• **Task data**
• • • • •

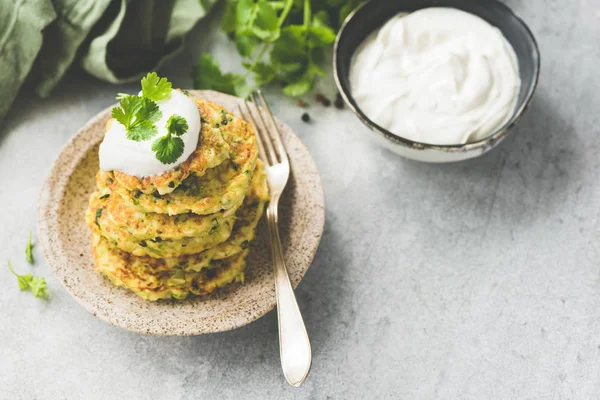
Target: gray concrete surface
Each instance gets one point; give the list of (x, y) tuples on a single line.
[(477, 280)]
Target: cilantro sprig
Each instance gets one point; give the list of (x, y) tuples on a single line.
[(281, 42), (155, 88), (138, 115), (37, 285), (169, 147)]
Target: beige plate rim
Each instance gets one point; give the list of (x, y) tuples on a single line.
[(119, 307)]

• • • • •

• **Requirements**
Please format the data above as a Markdown table with the columns Row and Line, numbering each non-blank line. Leave the pictures out of the table.

• **Result of the exercise**
| Row | Line |
|---|---|
| 1 | Target: gray concrete surface |
| 2 | Each instance gets one point; give the list of (x, y) tuples on a single line. |
| 3 | [(477, 280)] |
| 4 | Target: cilantro sprig |
| 5 | Each instance gets one point; give the list of (x, y) tuples on a single line. |
| 6 | [(281, 42), (155, 88), (138, 115), (37, 285), (169, 147)] |
| 7 | Target: beige plate rim |
| 8 | Each instance gets one point; give the list of (x, y) tuples on a single line. |
| 9 | [(119, 307)] |